> _SUPPLIED DATA_:
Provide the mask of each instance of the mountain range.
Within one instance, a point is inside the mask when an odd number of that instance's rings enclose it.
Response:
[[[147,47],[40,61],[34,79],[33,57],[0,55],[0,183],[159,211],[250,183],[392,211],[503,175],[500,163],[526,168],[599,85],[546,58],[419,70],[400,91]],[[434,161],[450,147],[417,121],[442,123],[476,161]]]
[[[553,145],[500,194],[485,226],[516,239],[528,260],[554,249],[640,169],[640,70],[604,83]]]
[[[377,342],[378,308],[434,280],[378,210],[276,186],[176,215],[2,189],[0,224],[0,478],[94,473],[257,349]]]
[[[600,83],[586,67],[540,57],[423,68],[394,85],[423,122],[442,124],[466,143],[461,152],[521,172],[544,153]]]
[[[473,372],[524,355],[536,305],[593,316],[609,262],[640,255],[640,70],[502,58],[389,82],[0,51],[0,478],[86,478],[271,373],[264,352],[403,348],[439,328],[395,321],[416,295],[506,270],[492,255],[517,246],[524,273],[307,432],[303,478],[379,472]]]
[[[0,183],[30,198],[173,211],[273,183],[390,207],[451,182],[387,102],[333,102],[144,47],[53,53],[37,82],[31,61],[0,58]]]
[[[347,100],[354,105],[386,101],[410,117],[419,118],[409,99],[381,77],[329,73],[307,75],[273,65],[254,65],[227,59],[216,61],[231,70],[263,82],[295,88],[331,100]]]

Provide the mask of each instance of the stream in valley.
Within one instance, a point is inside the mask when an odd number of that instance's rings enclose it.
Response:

> _TRY IT_:
Filter the records above for the string "mask" and copy each matching line.

> _SOLUTION TO THIS PROBLEM_:
Provide the mask of each instance of the mountain range.
Within one instance, a point is inside the mask when an odd number of that instance's rings enclose it.
Provide the mask of each instance of the stream in valley.
Within one instance, a point is inside the mask when an odd number of that instance's rings enclose it.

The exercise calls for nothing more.